▶ [What this task involves]:
Return every line of the data below exactly, but do not include the images.

▶ [Extracted records]:
----
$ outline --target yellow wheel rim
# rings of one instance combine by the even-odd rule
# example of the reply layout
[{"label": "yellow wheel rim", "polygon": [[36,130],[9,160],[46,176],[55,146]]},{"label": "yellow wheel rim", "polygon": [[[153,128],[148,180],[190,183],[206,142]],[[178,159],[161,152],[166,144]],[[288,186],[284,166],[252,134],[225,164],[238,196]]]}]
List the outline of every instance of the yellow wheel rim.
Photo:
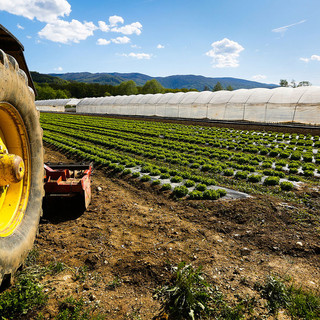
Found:
[{"label": "yellow wheel rim", "polygon": [[8,153],[22,158],[24,176],[20,182],[0,185],[0,237],[12,234],[22,221],[31,180],[30,145],[24,122],[12,105],[0,102],[0,157]]}]

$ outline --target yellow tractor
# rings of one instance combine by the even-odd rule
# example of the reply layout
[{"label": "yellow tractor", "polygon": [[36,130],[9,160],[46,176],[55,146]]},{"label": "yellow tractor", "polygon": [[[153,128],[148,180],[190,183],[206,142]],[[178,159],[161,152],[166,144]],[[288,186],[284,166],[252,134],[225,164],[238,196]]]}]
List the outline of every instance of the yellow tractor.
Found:
[{"label": "yellow tractor", "polygon": [[43,147],[22,44],[0,25],[0,284],[32,248],[41,216]]}]

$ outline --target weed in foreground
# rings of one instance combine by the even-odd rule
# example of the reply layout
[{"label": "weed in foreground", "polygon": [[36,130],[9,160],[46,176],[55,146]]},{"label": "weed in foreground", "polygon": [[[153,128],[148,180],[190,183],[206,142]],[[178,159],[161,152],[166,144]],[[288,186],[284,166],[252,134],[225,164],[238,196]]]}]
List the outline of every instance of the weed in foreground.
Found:
[{"label": "weed in foreground", "polygon": [[320,295],[303,291],[301,288],[288,288],[290,302],[288,313],[292,319],[320,319]]},{"label": "weed in foreground", "polygon": [[41,308],[47,298],[34,277],[20,274],[18,282],[0,295],[0,315],[2,319],[19,319]]},{"label": "weed in foreground", "polygon": [[74,268],[73,270],[73,276],[72,280],[73,281],[80,281],[84,282],[87,279],[88,275],[88,267],[87,266],[80,266],[79,268]]},{"label": "weed in foreground", "polygon": [[65,270],[66,268],[67,268],[67,266],[63,262],[60,262],[60,261],[51,262],[48,266],[48,269],[51,274],[60,273],[63,270]]},{"label": "weed in foreground", "polygon": [[288,306],[287,288],[278,278],[268,276],[260,291],[262,298],[267,300],[267,307],[270,313],[277,314],[281,308]]},{"label": "weed in foreground", "polygon": [[261,296],[267,300],[269,312],[277,315],[285,309],[291,319],[320,319],[320,295],[297,288],[287,287],[283,280],[269,276],[260,286]]},{"label": "weed in foreground", "polygon": [[154,298],[160,300],[161,310],[154,319],[243,319],[244,313],[252,310],[253,300],[239,300],[231,307],[222,293],[204,279],[201,267],[194,269],[181,262],[169,285],[156,290]]},{"label": "weed in foreground", "polygon": [[59,314],[55,320],[102,320],[101,315],[93,315],[93,309],[86,308],[82,299],[66,298],[59,303]]}]

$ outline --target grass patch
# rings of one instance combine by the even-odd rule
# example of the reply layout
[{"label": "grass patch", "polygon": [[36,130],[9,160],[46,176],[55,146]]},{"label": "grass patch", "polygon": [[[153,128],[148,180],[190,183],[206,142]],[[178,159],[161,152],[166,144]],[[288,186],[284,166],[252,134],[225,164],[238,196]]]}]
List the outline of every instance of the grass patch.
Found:
[{"label": "grass patch", "polygon": [[92,308],[87,308],[82,299],[73,297],[59,302],[59,313],[56,320],[100,320],[105,319],[101,315],[94,315]]},{"label": "grass patch", "polygon": [[21,273],[17,283],[0,295],[1,319],[19,319],[39,310],[47,301],[36,278]]},{"label": "grass patch", "polygon": [[243,319],[252,312],[254,299],[239,300],[229,306],[217,288],[204,278],[201,267],[181,262],[174,268],[169,284],[156,290],[154,298],[161,303],[160,315],[168,320]]},{"label": "grass patch", "polygon": [[267,308],[273,315],[280,309],[286,311],[291,319],[320,319],[320,295],[297,288],[294,284],[269,276],[260,286],[261,296],[267,300]]}]

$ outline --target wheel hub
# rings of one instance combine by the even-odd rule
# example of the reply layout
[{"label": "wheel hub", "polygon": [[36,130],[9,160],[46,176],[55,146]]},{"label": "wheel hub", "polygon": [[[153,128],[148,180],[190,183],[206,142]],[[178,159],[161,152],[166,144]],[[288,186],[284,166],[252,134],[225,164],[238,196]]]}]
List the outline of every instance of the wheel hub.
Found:
[{"label": "wheel hub", "polygon": [[18,183],[24,176],[24,163],[20,156],[0,153],[0,187]]},{"label": "wheel hub", "polygon": [[0,237],[12,234],[24,216],[30,188],[29,150],[20,114],[0,102]]}]

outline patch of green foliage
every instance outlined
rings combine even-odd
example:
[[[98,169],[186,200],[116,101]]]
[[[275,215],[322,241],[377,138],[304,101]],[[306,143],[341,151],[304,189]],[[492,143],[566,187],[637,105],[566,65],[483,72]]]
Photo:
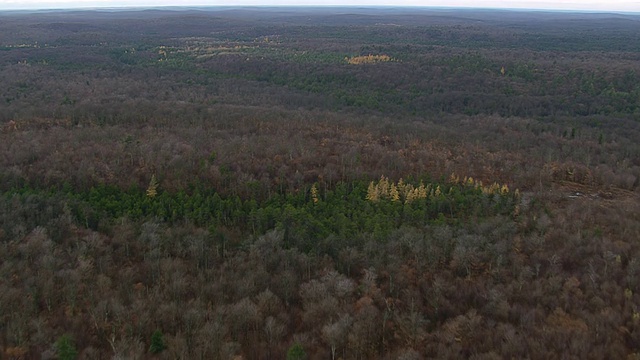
----
▶ [Result]:
$ outline --target yellow wheel rim
# rings of one instance combine by the even-odd rule
# example of the reply layout
[{"label": "yellow wheel rim", "polygon": [[36,130],[9,160],[46,176],[55,146]]},{"label": "yellow wheel rim", "polygon": [[[153,128],[148,180],[190,183],[206,142]],[[178,159],[161,152],[166,144]],[[288,186],[284,166],[252,134],[225,164],[238,196]]]}]
List the outline of every instance of the yellow wheel rim.
Photo:
Found:
[{"label": "yellow wheel rim", "polygon": [[8,153],[22,158],[24,176],[20,182],[0,185],[0,237],[12,234],[22,221],[31,180],[30,145],[24,122],[12,105],[0,102],[0,157]]}]

$ outline --target yellow tractor
# rings of one instance combine by the even-odd rule
# example of the reply layout
[{"label": "yellow tractor", "polygon": [[36,130],[9,160],[46,176],[55,146]]},{"label": "yellow tractor", "polygon": [[[153,128],[148,180],[190,183],[206,142]],[[178,159],[161,152],[166,144]],[[288,186],[284,166],[252,134],[225,164],[238,196]]]}]
List the outline of every instance of the yellow tractor.
Found:
[{"label": "yellow tractor", "polygon": [[43,147],[22,44],[0,25],[0,284],[32,248],[41,216]]}]

$ outline --target weed in foreground
# rings of one instance combine by the even-odd rule
# example of the reply layout
[{"label": "weed in foreground", "polygon": [[36,130],[9,160],[46,176],[55,146]]},{"label": "weed in foreground", "polygon": [[[153,128],[148,180],[190,183],[206,142]],[[178,159],[161,152],[166,144]],[[288,186],[284,166],[252,134],[225,164],[238,196]]]}]
List the outline of every instance of the weed in foreground.
Found:
[{"label": "weed in foreground", "polygon": [[320,295],[303,291],[301,288],[288,288],[290,302],[288,313],[292,319],[320,319]]},{"label": "weed in foreground", "polygon": [[41,308],[47,298],[34,277],[20,274],[18,282],[0,295],[0,315],[2,319],[19,319]]},{"label": "weed in foreground", "polygon": [[74,268],[73,270],[73,276],[72,280],[73,281],[80,281],[84,282],[87,279],[88,275],[88,267],[87,266],[80,266],[79,268]]},{"label": "weed in foreground", "polygon": [[65,270],[66,268],[67,268],[67,266],[63,262],[60,262],[60,261],[51,262],[48,266],[48,269],[51,274],[60,273],[63,270]]},{"label": "weed in foreground", "polygon": [[288,306],[287,288],[278,278],[268,276],[260,291],[262,298],[267,300],[267,307],[270,313],[277,314],[281,308]]},{"label": "weed in foreground", "polygon": [[261,296],[267,300],[269,312],[277,315],[285,309],[291,319],[320,319],[320,295],[297,288],[287,287],[283,280],[269,276],[260,286]]},{"label": "weed in foreground", "polygon": [[154,298],[160,300],[161,310],[154,319],[243,319],[244,313],[252,310],[253,300],[239,300],[231,307],[222,293],[204,279],[201,267],[194,269],[181,262],[169,285],[156,290]]},{"label": "weed in foreground", "polygon": [[59,314],[55,320],[102,320],[101,315],[93,315],[93,309],[86,308],[82,299],[66,298],[59,303]]}]

$ outline --target grass patch
# rings of one instance combine by the even-odd rule
# example of the reply layout
[{"label": "grass patch", "polygon": [[36,130],[9,160],[46,176],[55,146]]},{"label": "grass patch", "polygon": [[[153,128],[148,180],[190,183],[206,142]],[[178,159],[161,152],[166,144]],[[288,186],[284,166],[252,134],[225,164],[238,196]]]}]
List the outline of every instance of the grass patch.
Found:
[{"label": "grass patch", "polygon": [[92,308],[87,308],[82,299],[73,297],[59,302],[59,313],[56,320],[100,320],[105,319],[101,315],[94,315]]},{"label": "grass patch", "polygon": [[21,273],[17,283],[0,295],[1,319],[19,319],[39,310],[47,301],[36,278]]},{"label": "grass patch", "polygon": [[243,319],[252,312],[254,299],[239,300],[229,306],[217,288],[204,278],[201,267],[181,262],[174,268],[169,284],[156,290],[154,298],[161,303],[160,315],[168,320]]},{"label": "grass patch", "polygon": [[267,308],[273,315],[280,309],[286,311],[291,319],[320,319],[320,295],[297,288],[294,284],[269,276],[260,286],[261,296],[267,300]]}]

$ outline --target wheel hub
# rings of one instance combine by the even-odd rule
# example of the reply layout
[{"label": "wheel hub", "polygon": [[36,130],[9,160],[46,176],[55,146]]},{"label": "wheel hub", "polygon": [[[153,128],[148,180],[190,183],[206,142]],[[178,159],[161,152],[166,144]],[[288,186],[284,166],[252,134],[225,164],[238,196]]]}]
List the outline of every instance of the wheel hub.
Found:
[{"label": "wheel hub", "polygon": [[18,183],[24,176],[24,163],[20,156],[0,153],[0,187]]},{"label": "wheel hub", "polygon": [[0,237],[12,234],[24,216],[30,188],[29,150],[20,114],[0,102]]}]

outline patch of green foliage
every instance outlined
rings combine even-odd
example:
[[[98,169],[186,200],[116,101]]]
[[[275,215],[322,241],[377,138],[304,101]],[[306,143],[341,151],[304,189]],[[492,143],[566,187],[637,105],[566,65],[483,72]]]
Photo:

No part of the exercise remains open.